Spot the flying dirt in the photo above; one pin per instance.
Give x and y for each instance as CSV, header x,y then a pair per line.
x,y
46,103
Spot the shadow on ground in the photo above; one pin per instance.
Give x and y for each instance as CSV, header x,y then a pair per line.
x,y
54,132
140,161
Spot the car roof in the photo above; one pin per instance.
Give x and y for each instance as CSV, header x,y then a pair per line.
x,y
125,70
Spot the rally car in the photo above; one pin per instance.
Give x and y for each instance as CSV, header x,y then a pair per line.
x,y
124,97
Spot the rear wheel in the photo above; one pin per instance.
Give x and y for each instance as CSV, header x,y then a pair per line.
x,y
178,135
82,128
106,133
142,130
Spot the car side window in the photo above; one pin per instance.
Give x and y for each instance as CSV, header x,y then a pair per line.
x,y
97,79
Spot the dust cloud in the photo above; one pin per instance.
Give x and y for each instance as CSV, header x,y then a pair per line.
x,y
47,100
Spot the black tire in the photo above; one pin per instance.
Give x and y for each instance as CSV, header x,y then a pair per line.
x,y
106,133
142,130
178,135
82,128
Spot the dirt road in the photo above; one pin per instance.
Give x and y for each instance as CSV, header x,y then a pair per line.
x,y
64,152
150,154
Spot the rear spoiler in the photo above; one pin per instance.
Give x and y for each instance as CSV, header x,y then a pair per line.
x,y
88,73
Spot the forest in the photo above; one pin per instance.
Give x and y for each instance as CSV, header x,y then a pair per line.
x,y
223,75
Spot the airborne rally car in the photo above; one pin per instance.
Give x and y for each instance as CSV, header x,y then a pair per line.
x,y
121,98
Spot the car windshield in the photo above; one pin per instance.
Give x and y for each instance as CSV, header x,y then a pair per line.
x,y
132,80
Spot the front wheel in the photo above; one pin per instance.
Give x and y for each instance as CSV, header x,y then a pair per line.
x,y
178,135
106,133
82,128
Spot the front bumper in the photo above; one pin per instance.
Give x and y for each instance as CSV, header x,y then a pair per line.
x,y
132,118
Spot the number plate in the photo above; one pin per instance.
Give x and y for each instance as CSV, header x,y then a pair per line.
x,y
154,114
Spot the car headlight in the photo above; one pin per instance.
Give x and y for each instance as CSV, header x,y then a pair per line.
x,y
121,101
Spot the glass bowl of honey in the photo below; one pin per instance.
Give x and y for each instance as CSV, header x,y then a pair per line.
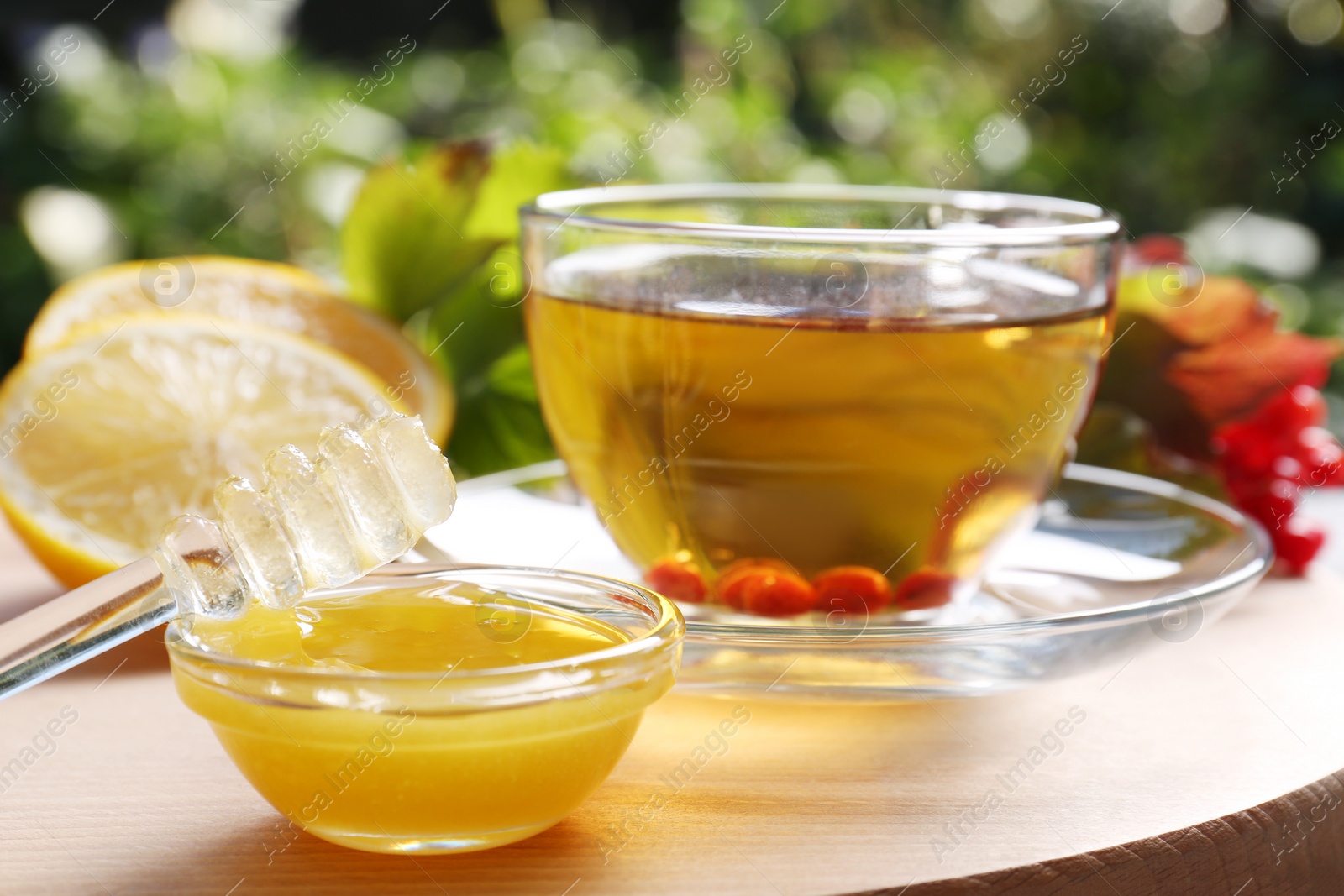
----
Instruction: Leave out each picture and extract the lines from the one containing "Spot the front bumper" through the end of the records above, inclusive, exactly as they stand.

Output for this task:
Spot the front bumper in the photo above; one pin per instance.
Give x and y for each instance as CSV, header x,y then a pair per line.
x,y
132,118
Spot the number plate in the photo above; one pin per instance.
Give x and y for each instance as CSV, header x,y then a pair per line.
x,y
154,114
Spot the car headlight in the photo above; one pin per instance.
Give x and y for each instance as CSV, header x,y then a pair per line.
x,y
121,101
Spot the glass bowl of honey in the photo below; one pin per instance.
Give x and y for each instance as CSV, header x,y then a pair per line.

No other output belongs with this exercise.